→ DOCUMENT EXCERPT
— start —
Chewing over last night's food-themed Nicer Tuesdays

Date
26 November 2014

Food was on the proverbial table at last night’s Nicer Tuesdays, with four speakers who engaged in all-things-edible talking us though their work in experiential food design; print and publishing; illustration and, perhaps most obscurely, edible insects.

Our first speaker was Caroline Till from multi-disciplinary design studio FranklinTill, which curated the Sensory Suppers at London Design Festival 2011. The idea was born, says Caroline, from a reaction she was hearing among designers, journalists and visitors to LDF that they wanted “no more chairs”. She explains: “There’s a rise for intangible experiences – we wanted to redesign how you interact with food.”

Each night a different studio was brought in to create a thoroughly all-consuming evening of food and sensorial delights at the Andaz hotel, each focussing on a different sense. Bompas & Parr tackled sight, paring a dining experience with a visual one through a screening of Jodorowsky’s surreal masterpiece The Holy Mountain. This involved, naturally, a four-feet-tall ice penis. “It was paraded round the tables, and guests hacked at it with an ice-pick”, Caroline explains. “There were audible groans from the men in the audience.” Food blog Stirring with Knives looked at touch, and had each guest blindfolded and fed by a personal servant; while Silent Studios orchestrated a Masonic supper, exploring how sound affected taste by bringing in a string quartet and making guests play a handbell to form a Mozart symphony to “sing” for their suppers.
— end —
→ RECORD LIST
— start —
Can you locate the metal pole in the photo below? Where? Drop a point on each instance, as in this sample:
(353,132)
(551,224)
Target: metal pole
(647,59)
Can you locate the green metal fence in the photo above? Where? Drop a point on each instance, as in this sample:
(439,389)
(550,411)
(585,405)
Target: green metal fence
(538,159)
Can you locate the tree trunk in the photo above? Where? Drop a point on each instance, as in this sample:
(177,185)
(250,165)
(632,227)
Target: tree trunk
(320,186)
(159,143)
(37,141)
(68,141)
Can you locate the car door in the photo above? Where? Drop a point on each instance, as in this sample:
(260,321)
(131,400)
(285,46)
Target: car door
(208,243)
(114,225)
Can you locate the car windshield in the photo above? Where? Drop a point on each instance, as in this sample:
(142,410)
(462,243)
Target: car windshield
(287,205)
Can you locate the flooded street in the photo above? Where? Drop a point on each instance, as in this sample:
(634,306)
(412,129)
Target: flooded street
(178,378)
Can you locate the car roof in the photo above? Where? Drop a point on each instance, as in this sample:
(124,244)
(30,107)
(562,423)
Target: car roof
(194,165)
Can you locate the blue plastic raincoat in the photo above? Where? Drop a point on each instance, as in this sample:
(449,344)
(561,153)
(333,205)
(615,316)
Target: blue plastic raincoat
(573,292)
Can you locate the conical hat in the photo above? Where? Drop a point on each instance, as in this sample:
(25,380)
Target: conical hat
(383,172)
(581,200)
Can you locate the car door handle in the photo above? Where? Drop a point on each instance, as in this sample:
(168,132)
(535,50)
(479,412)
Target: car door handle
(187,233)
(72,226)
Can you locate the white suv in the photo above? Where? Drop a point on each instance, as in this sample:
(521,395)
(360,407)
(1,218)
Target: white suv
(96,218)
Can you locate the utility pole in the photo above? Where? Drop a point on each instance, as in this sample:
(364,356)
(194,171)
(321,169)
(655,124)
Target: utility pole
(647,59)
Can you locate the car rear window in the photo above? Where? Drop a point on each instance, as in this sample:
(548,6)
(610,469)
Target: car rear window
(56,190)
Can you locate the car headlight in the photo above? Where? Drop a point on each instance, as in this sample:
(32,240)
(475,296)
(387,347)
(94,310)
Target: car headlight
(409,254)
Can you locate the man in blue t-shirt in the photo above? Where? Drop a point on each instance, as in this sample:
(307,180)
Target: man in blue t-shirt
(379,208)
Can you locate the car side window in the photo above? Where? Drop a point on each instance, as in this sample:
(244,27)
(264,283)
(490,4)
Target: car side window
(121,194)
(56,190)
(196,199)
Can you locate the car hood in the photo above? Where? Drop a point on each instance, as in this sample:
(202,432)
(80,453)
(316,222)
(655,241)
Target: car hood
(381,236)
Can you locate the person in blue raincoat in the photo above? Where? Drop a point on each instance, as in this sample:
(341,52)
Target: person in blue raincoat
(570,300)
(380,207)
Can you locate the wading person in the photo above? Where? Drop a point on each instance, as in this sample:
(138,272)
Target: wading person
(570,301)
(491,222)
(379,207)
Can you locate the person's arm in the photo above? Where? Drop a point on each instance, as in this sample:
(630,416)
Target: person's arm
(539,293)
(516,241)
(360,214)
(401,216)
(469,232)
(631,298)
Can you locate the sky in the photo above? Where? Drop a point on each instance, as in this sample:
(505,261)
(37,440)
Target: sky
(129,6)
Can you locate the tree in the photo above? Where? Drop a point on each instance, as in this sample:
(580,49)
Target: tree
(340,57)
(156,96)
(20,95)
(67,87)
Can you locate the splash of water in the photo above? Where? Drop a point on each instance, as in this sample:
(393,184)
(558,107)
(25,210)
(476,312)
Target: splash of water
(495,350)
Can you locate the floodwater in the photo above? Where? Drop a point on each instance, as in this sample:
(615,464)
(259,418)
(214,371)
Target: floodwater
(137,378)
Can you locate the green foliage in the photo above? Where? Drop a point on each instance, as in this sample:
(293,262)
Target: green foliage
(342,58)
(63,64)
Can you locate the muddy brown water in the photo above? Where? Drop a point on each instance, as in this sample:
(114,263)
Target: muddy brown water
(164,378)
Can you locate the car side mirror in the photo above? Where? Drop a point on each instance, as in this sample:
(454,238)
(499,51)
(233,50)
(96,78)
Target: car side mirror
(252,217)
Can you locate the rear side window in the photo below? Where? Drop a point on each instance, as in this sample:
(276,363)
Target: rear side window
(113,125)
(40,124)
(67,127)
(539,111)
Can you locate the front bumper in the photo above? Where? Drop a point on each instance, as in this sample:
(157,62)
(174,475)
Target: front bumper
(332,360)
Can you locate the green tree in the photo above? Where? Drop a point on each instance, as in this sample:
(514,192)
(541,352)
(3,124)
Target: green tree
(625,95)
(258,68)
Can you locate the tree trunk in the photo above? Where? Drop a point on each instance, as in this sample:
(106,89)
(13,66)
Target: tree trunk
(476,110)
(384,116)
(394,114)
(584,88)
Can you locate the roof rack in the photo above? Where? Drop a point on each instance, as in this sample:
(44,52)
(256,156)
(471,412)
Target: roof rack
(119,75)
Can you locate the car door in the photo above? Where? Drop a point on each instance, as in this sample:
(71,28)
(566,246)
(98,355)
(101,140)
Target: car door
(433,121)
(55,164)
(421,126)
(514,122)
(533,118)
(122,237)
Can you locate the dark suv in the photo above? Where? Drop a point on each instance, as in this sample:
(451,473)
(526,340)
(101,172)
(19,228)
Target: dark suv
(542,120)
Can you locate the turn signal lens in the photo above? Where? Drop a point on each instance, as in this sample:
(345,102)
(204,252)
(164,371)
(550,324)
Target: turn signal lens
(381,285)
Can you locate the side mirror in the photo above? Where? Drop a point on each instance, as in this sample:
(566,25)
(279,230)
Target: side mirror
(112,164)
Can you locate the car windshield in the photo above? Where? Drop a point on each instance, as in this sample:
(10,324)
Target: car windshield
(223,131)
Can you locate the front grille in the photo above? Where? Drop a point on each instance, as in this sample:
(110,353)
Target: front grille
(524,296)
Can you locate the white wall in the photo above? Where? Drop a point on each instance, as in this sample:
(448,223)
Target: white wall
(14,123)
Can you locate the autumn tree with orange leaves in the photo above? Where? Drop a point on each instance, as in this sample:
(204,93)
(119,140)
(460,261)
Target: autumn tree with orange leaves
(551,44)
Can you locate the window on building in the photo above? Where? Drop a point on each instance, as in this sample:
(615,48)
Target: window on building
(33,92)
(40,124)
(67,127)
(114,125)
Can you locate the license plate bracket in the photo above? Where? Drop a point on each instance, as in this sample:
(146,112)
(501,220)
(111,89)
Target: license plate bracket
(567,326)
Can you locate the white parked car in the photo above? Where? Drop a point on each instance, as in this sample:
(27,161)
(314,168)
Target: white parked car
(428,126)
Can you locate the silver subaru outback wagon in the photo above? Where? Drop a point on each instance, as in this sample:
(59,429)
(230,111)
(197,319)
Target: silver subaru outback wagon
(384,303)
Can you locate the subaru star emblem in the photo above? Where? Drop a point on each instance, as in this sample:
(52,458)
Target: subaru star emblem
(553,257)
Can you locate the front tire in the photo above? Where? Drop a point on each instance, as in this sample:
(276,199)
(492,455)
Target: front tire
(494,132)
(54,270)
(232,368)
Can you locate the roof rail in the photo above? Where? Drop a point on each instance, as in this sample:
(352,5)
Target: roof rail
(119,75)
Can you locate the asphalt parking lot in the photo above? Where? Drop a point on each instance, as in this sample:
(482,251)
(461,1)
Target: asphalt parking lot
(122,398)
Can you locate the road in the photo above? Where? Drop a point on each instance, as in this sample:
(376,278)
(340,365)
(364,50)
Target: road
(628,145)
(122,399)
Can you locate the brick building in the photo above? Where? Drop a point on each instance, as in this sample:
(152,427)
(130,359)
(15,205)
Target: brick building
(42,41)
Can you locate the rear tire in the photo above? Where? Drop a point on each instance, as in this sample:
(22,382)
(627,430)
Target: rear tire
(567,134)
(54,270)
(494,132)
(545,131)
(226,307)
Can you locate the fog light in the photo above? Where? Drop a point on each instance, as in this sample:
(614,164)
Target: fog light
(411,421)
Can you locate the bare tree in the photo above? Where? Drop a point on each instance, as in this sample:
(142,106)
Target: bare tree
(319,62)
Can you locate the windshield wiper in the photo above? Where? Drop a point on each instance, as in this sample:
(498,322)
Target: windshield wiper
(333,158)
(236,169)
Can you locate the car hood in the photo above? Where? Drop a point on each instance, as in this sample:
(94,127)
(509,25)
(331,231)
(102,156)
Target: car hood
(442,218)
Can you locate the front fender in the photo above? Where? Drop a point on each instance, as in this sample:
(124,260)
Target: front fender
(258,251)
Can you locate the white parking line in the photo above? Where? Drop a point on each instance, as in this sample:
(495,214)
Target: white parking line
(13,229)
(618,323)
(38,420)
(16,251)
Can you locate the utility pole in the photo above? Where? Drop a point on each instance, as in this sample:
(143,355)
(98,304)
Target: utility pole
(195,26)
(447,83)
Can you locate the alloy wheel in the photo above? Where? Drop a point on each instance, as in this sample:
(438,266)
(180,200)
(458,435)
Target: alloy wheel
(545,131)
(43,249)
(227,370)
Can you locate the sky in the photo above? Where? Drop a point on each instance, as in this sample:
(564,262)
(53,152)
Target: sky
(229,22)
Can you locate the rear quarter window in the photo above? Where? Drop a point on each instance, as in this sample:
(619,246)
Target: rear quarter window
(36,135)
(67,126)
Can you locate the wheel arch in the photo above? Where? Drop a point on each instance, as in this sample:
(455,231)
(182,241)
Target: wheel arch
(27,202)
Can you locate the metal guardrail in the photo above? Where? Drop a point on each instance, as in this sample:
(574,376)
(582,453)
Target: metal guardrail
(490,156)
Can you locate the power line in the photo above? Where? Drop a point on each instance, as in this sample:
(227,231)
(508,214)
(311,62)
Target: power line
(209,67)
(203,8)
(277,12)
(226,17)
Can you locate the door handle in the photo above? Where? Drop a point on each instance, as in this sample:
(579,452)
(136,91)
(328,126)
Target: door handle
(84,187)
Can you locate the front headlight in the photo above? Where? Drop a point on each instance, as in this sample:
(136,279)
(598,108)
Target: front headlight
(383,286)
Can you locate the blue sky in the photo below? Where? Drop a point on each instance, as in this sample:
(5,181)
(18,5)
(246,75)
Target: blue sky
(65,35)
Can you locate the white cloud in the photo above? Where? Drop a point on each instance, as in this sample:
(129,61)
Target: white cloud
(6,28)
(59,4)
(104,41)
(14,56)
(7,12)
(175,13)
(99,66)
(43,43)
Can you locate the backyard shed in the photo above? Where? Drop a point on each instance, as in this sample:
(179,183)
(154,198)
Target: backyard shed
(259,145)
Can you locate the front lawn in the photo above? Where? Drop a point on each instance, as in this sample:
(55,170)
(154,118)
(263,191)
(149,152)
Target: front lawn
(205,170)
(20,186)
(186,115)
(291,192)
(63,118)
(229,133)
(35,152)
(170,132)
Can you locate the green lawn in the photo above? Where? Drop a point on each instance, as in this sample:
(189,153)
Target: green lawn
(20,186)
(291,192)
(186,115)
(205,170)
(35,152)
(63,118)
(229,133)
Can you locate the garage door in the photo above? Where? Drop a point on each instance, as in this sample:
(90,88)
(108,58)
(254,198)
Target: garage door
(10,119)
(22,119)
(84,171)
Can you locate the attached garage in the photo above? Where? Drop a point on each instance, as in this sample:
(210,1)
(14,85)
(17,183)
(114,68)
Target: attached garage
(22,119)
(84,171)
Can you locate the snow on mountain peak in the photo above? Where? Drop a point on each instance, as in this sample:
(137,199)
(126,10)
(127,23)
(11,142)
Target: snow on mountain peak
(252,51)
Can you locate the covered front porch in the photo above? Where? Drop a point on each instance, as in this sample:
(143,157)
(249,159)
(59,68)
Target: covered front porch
— end —
→ GIVEN TASK A
Answer these questions from the Nicer Tuesdays write-up:
(i) What date does it give?
(ii) Which studio curated the Sensory Suppers at London Design Festival 2011?
(iii) Which sense did Stirring with Knives look at?
→ GIVEN TASK B
Count the lines of the records that contain the string "alloy", treating case as significant, and reply with the number alone.
The Nicer Tuesdays write-up and the records are unrelated material.

→ EXERCISE ANSWER A
(i) 26 November 2014
(ii) FranklinTill
(iii) Touch

→ EXERCISE ANSWER B
2